Exercise goal. Each record should be written out exactly as it stands.

Entries taken from a collection:
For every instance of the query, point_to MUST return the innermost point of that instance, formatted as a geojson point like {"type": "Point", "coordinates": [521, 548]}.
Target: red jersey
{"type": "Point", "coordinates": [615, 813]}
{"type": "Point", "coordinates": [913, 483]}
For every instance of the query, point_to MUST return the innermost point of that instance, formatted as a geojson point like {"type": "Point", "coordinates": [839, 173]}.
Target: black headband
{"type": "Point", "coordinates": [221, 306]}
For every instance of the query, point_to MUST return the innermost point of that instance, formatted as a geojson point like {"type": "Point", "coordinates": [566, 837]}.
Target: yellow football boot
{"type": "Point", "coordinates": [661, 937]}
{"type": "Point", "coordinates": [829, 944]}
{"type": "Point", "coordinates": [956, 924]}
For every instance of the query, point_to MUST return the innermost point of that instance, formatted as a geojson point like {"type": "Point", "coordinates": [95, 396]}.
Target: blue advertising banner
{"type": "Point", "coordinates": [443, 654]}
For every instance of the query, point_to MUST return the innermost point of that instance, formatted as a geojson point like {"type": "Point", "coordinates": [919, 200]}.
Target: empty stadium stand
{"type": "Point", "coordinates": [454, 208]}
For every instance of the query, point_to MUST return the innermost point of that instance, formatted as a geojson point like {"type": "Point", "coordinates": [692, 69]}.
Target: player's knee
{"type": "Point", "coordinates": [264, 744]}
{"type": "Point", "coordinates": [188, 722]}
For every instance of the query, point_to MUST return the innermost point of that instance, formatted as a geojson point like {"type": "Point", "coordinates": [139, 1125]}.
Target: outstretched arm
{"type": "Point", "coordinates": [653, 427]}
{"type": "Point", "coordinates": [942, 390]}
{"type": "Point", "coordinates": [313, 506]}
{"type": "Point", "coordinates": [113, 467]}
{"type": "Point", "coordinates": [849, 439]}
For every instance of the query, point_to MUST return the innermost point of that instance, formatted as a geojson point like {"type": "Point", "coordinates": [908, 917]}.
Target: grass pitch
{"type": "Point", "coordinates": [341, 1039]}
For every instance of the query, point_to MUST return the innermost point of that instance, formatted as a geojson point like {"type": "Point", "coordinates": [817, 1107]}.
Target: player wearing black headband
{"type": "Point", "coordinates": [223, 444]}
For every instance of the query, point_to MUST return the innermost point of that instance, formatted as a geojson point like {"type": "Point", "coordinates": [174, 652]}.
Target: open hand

Answer section.
For every instance of the query, point_to MUST return the innermost point of that instance, formatted as a geojson point like {"type": "Point", "coordinates": [521, 548]}.
Target: red jersey
{"type": "Point", "coordinates": [615, 813]}
{"type": "Point", "coordinates": [913, 483]}
For every instance of the query, point_to MUST return the innermost point of that instance, formatted as a geojson point like {"type": "Point", "coordinates": [839, 173]}.
Target: black headband
{"type": "Point", "coordinates": [221, 306]}
For every instance of the query, point_to MUST return the innermost point of that instance, formatted as a geojson point like {"type": "Point", "coordinates": [566, 837]}.
Target: yellow football boot
{"type": "Point", "coordinates": [661, 937]}
{"type": "Point", "coordinates": [829, 944]}
{"type": "Point", "coordinates": [956, 924]}
For every instance of the query, point_to MUST return the innermost point of that instance, formatted as a geojson point like {"type": "Point", "coordinates": [95, 396]}.
Target: blue advertising banner
{"type": "Point", "coordinates": [443, 654]}
For every instance of the query, point_to MUST return the innermost point of that instance, formatted as a geojson point like {"type": "Point", "coordinates": [919, 200]}.
Target: empty stadium stand
{"type": "Point", "coordinates": [454, 208]}
For every instance of the query, point_to MUST return the innermost point of that instance, formatted as a geojson point like {"type": "Point", "coordinates": [692, 69]}.
Target: player's knee
{"type": "Point", "coordinates": [264, 744]}
{"type": "Point", "coordinates": [188, 722]}
For every instance of the query, point_to MUST return the innermost point of that instance, formatted as a geojson point like {"type": "Point", "coordinates": [139, 1125]}.
Target: outstretched arm
{"type": "Point", "coordinates": [653, 427]}
{"type": "Point", "coordinates": [942, 390]}
{"type": "Point", "coordinates": [313, 506]}
{"type": "Point", "coordinates": [113, 467]}
{"type": "Point", "coordinates": [849, 439]}
For every instance of the query, point_to MUST return the innermost point of that instance, formatted as a geojson point like {"type": "Point", "coordinates": [908, 917]}.
Target: grass pitch
{"type": "Point", "coordinates": [341, 1039]}
For every instance of the query, point_to MUST return the innermost point of that instance, formatted as a geojson point like {"type": "Point", "coordinates": [817, 1107]}.
Target: player wearing black headband
{"type": "Point", "coordinates": [223, 444]}
For every instance of the query, point_to MUST return the innermost point of that instance, formatted as a geojson point like {"type": "Point", "coordinates": [174, 652]}.
Target: open hand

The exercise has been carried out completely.